◆ CONSIGNA 1:
Responde a estas preguntas sobre el texto acerca del voto de José Zaragoza:
(a) ¿De qué grupo es diputado José Zaragoza en el Congreso?
(b) ¿Cuándo votó sí a la investidura de Sánchez?
(c) Según el diputado, ¿qué normaliza el gesto?

====================

Desde entonces, las cosas han dado un vuelco espectacular; las palabras se han quedado en la cuneta ante el avance del símbolo, como mostró José Zaragoza, diputado del PSC en el Congreso, al votar sí a la investidura de Sánchez el pasado noviembre, acompañando su voto afirmativo del signo que significa esta palabra. Lo justificó al explicar que el lenguaje de signos es empleado por millones de personas en España, aunque nunca se visibiliza. El gesto, y no necesariamente la gramática, “normaliza el uso de todas las lenguas en la Cámara”, dijo el diputado ante los medios; y, desde aquel día, la indirecta reverbera como un azote a los soberanistas que viven de la diferencia territorial, con indiferencia social.

====================

◆ CONSIGNA 2: Reproduce sin cambios las líneas de las entradas que van desde la que contiene "Practice. Pick out the street" hasta el final de las entradas, ambos extremos incluidos.

Una serie de entradas
====================

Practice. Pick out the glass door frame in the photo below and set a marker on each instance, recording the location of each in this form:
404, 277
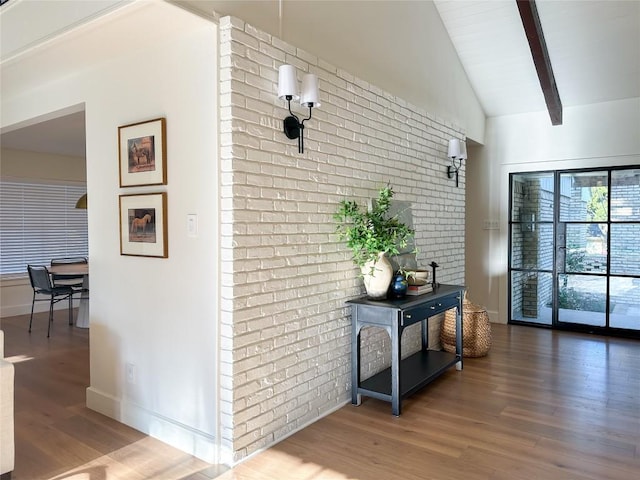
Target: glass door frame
557, 270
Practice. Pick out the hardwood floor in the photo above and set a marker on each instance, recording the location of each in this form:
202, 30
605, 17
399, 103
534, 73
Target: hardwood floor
56, 436
541, 405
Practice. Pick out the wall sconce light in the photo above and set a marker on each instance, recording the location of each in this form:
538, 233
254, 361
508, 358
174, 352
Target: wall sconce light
309, 97
457, 151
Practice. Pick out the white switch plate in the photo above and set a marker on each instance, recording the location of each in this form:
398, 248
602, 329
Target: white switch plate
192, 225
490, 225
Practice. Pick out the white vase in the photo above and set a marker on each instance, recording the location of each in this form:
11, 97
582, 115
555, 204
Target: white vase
377, 276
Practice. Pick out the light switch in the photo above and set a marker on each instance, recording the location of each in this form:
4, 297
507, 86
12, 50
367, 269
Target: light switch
192, 225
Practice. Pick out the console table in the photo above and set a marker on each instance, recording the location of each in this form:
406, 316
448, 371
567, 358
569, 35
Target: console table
404, 377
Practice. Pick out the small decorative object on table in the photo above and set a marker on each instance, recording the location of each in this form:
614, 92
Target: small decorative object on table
399, 285
419, 287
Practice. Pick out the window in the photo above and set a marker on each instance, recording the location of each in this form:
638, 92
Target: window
39, 222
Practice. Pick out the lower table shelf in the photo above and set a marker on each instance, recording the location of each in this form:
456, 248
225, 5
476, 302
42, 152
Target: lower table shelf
415, 372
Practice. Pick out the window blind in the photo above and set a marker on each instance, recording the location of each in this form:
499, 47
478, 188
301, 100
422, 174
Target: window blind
39, 222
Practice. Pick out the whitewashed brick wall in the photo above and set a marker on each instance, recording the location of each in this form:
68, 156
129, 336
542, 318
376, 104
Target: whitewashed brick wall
286, 333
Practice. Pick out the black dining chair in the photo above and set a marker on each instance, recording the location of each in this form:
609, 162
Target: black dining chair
41, 284
73, 281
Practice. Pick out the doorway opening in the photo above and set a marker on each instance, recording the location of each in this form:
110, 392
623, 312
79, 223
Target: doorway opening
574, 250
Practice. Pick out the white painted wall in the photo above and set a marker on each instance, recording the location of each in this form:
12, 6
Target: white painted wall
602, 134
144, 61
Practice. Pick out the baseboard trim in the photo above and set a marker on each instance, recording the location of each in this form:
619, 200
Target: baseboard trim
183, 437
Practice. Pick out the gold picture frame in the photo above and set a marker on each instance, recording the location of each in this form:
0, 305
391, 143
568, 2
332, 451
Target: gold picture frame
142, 152
143, 225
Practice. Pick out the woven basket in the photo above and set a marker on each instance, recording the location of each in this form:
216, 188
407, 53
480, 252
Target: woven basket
476, 330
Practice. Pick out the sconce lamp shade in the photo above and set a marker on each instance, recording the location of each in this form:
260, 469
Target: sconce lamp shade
82, 202
310, 96
454, 148
287, 82
463, 150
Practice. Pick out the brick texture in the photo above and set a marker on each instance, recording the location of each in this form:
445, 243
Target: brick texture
286, 333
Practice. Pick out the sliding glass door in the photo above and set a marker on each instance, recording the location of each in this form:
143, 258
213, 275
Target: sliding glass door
574, 258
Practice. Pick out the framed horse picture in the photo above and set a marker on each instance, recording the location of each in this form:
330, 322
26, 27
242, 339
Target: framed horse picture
142, 151
143, 225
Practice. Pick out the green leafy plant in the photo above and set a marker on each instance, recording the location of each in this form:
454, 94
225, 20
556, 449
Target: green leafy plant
368, 232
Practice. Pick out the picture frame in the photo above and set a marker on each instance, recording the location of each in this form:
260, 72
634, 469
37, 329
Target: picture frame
142, 152
143, 225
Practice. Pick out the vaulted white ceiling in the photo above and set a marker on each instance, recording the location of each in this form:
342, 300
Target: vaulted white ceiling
594, 45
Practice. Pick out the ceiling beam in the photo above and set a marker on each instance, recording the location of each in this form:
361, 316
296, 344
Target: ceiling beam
533, 29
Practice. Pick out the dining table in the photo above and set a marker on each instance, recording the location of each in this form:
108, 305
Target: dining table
82, 321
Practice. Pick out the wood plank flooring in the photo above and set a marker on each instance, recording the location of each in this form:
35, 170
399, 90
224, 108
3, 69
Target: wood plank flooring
541, 405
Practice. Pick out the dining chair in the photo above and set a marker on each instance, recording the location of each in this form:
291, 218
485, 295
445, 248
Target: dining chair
41, 284
73, 281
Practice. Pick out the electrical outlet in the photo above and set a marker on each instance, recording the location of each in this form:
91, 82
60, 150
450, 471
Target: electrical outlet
490, 225
131, 373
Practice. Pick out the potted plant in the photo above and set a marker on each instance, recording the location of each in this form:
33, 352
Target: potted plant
372, 234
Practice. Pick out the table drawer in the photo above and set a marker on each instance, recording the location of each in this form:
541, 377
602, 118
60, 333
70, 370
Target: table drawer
429, 309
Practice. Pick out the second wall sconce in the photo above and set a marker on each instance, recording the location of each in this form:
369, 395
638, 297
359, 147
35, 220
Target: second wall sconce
309, 97
457, 152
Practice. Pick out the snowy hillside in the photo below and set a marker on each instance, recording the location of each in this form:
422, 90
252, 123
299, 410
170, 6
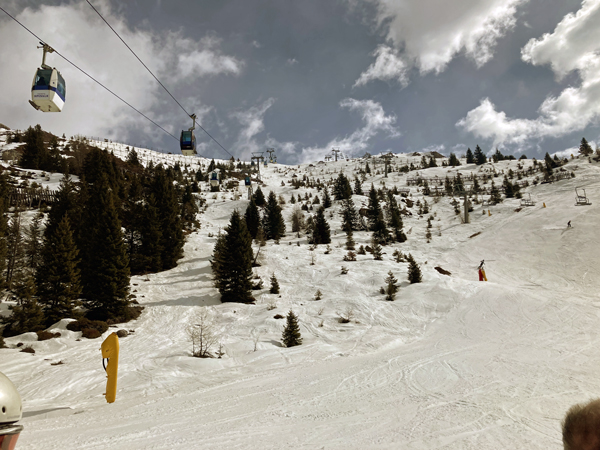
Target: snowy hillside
452, 363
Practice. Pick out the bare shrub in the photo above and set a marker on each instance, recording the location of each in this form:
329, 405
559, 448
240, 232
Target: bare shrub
256, 335
271, 305
90, 333
347, 315
202, 333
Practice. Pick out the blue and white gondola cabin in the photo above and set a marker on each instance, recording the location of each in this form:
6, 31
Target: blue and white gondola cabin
48, 90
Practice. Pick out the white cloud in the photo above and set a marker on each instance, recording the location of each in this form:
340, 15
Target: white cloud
178, 61
434, 148
574, 45
428, 34
375, 120
253, 123
206, 61
387, 66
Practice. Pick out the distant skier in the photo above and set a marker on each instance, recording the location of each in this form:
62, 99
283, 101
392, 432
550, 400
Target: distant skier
481, 271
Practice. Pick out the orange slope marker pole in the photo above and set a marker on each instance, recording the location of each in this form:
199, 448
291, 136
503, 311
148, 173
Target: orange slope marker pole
110, 350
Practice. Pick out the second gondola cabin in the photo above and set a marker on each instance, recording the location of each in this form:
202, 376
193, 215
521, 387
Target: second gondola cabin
187, 143
187, 140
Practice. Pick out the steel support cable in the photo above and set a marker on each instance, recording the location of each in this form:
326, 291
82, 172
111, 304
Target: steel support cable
157, 80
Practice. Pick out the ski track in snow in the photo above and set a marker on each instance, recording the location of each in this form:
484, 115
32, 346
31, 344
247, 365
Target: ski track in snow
453, 363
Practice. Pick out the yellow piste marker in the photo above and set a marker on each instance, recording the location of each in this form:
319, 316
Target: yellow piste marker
110, 350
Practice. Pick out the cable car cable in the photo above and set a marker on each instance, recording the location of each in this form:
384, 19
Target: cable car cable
91, 77
162, 85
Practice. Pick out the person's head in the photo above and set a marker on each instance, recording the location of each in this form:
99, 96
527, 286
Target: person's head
581, 427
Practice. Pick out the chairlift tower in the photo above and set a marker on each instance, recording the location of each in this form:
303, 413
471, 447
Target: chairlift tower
258, 157
335, 151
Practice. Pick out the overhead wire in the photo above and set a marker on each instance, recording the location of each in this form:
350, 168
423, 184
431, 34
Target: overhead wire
89, 76
157, 80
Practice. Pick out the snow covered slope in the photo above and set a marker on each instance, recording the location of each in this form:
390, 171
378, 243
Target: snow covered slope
453, 363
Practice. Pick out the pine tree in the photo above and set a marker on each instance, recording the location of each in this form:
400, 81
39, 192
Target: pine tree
151, 242
58, 277
35, 155
259, 198
232, 262
291, 333
15, 260
132, 222
414, 271
395, 219
274, 285
105, 267
172, 238
33, 242
26, 317
391, 286
132, 158
350, 244
297, 218
373, 208
252, 217
349, 216
189, 208
211, 166
498, 156
458, 186
479, 156
321, 233
453, 161
495, 196
508, 188
273, 223
470, 158
3, 226
357, 186
448, 186
585, 149
68, 203
341, 188
376, 249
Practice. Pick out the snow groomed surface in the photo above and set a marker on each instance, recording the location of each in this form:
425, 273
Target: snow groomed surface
453, 363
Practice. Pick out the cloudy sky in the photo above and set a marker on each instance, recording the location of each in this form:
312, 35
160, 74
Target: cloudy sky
306, 76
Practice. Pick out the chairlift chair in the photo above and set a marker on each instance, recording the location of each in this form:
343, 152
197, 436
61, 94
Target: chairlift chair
581, 199
527, 201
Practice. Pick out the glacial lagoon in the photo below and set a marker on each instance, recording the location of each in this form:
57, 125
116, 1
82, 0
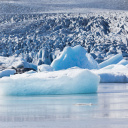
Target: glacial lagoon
107, 108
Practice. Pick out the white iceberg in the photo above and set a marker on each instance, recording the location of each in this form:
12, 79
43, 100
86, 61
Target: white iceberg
70, 81
123, 62
113, 74
74, 56
113, 60
44, 67
7, 72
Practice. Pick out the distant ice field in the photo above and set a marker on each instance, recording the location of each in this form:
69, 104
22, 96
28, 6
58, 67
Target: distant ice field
60, 6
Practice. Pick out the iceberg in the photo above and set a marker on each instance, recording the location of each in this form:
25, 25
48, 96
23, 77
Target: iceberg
7, 72
113, 60
44, 67
123, 62
70, 81
74, 56
113, 74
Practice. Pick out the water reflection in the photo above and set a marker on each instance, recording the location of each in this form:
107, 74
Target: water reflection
110, 103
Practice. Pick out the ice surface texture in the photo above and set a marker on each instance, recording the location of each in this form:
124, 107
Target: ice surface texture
76, 56
115, 73
37, 37
7, 72
71, 81
113, 60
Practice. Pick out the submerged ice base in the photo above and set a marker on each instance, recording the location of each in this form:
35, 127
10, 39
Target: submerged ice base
70, 81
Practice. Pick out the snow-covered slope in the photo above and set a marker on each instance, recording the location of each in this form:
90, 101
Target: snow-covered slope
39, 38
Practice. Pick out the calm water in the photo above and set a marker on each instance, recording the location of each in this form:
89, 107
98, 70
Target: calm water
39, 6
108, 108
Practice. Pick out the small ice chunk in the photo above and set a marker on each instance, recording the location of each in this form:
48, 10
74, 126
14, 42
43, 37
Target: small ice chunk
123, 62
7, 72
44, 67
113, 60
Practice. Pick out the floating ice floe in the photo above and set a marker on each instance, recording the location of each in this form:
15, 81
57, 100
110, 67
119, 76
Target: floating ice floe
113, 60
70, 81
44, 67
113, 74
7, 72
74, 56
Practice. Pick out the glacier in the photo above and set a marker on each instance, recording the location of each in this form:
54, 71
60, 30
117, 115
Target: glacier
74, 56
70, 81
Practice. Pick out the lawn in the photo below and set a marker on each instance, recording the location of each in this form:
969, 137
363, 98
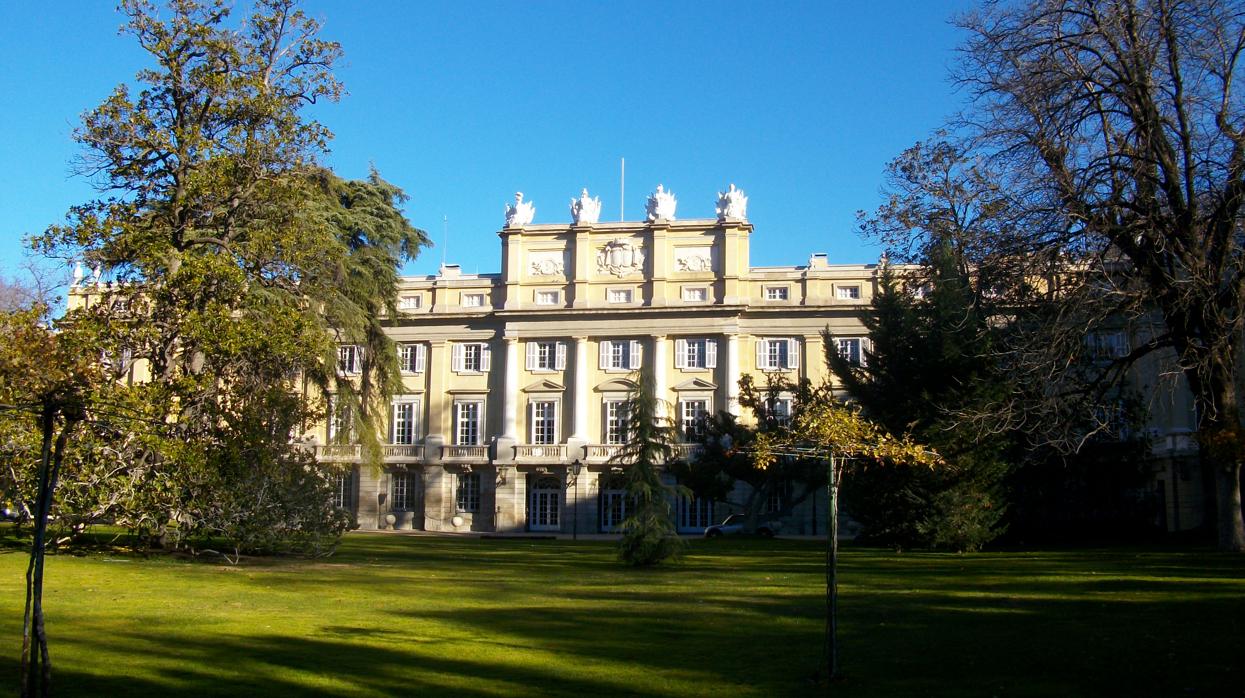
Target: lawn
437, 616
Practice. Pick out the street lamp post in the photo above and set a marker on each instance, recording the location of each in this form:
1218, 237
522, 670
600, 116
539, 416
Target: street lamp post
574, 468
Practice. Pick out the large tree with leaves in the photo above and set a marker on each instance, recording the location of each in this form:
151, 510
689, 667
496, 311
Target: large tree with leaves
239, 264
1117, 131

====================

◆ RESPUESTA CORRECTA 1:
(a) Del PSC.
(b) El pasado noviembre.
(c) El uso de todas las lenguas en la Cámara.

◆ RESPUESTA CORRECTA 2:
Practice. Pick out the street lamp post in the photo above and set a marker on each instance, recording the location of each in this form:
1218, 237
522, 670
600, 116
539, 416
Target: street lamp post
574, 468
Practice. Pick out the large tree with leaves in the photo above and set a marker on each instance, recording the location of each in this form:
151, 510
689, 667
496, 311
Target: large tree with leaves
239, 264
1117, 131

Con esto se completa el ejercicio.